§ **Selected extract**
The 47th meeting of the Monetary Policy Committee (MPC) was held on Wednesday 30 May 2018 at 10:00 hours at the Bank of Mauritius and was chaired by Mr. Yandraduth Googoolye, Governor.


Members present: Dr Renganaden Padayachy (First Deputy Governor); Mr. Mahendra Vikramdass Punchoo (Second Deputy Governor); Dr Streevarsen Narrainen; Mr Mohammad Mushtaq Namdarkhan; Professor Sanjeev Kumar Sobhee; Mr Lim Chan Kwong Lam Thuon Mine and Ms Marie Rosy Priscilla Pattoo (External Members).


Summary of Staff Report on Economic and Financial Developments


The Bank’s staff reported on economic and financial developments which took place since the 46th MPC meeting held on 28 February 2018.

            Global economic and financial developments

  1. Global economic growth remains sustained. The IMF, in its April 2018 World Economic Outlook (WEO), has maintained world growth forecast at 3.9 per cent for  both 2018 and 2019, unchanged from its January 2018 forecasts. In the near to medium term, the growth momentum would be sustained in Emerging Market and Developing Economies (EMDEs), but would be somewhat moderate in advanced economies. Growth is expected to increase to 2.5 per cent in 2018 before receding to 2.2 per cent in 2019 in advanced economies. In EMDEs, growth is forecast to increase to 4.9 per cent in 2018 and further to 5.1 per cent in 2019.

§ **Dataset**
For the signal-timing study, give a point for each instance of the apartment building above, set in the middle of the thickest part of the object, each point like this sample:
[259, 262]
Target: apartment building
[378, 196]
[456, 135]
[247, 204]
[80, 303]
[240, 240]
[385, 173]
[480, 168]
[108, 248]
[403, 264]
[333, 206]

§ **Parts of the exercise**
1. Please repeat the passage from the Monetary Policy Committee minutes starting at "The 47th meeting" and ending at "28 February 2018.".
2. Answer these questions using the Monetary Policy Committee minutes:
(a) Who chaired the 47th meeting?
(b) On what date was the 46th MPC meeting held?
(c) What world growth forecast for 2018 and 2019 did the IMF maintain in its April 2018 World Economic Outlook?
3. Resume the Monetary Policy Committee minutes, picking up after their final sentence.

§ **Answers provided**
1.
The 47th meeting of the Monetary Policy Committee (MPC) was held on Wednesday 30 May 2018 at 10:00 hours at the Bank of Mauritius and was chaired by Mr. Yandraduth Googoolye, Governor.


Members present: Dr Renganaden Padayachy (First Deputy Governor); Mr. Mahendra Vikramdass Punchoo (Second Deputy Governor); Dr Streevarsen Narrainen; Mr Mohammad Mushtaq Namdarkhan; Professor Sanjeev Kumar Sobhee; Mr Lim Chan Kwong Lam Thuon Mine and Ms Marie Rosy Priscilla Pattoo (External Members).


Summary of Staff Report on Economic and Financial Developments


The Bank’s staff reported on economic and financial developments which took place since the 46th MPC meeting held on 28 February 2018.

2.
(a) Mr. Yandraduth Googoolye, Governor.
(b) 28 February 2018.
(c) 3.9 per cent.

3.
  1. Survey indicators pointed to a slight pick-up in economic activity in April 2018, following a slowdown in March. The J.P.Morgan Global All-Industry Output Index, a leading indicator for global output, recovered to 53.8 in April after falling to a 16-month low of 53.3 in March 2018, suggesting a rather robust start of the second quarter. Both the manufacturing and services sectors registered higher growth rates.


  1. Global inflation, which has so far remained somewhat muted, is expected to increase moderately in 2018, partly due to higher commodity prices and the gradual reduction in spare capacity. The April 2018 WEO forecast consumer prices in advanced economies to rise from 1.7 per cent in 2017 to 2.0 per cent in 2018 and in EMDEs, from 4.3 per cent to 4.6 per cent.


  1. The decline in inventory arising from higher global demand and lower production by OPEC has pushed oil prices higher to a level seen in 2014. Geopolitical tensions have also contributed to the higher prices. Increased tensions in the Middle East and lower output in Venezuela added further pressure on oil prices. The oil price of NYMEX WTI increased from an average of US$43.3 in 2016 to US$51.0 in 2017 and, further, to an average of US$64.7 between 2 January and 18 May 2018.


  1. Unfavourable supply conditions amid strong global demand have pushed the FAO Food Price Index higher in April 2018. The index increased from 171.4 in February 2018 to 173.5 in April 2018, or by 1.2 per cent. Overall, the index has remained on an upward trend since the beginning of the year, driven by higher prices of all of its components, except for sugar prices.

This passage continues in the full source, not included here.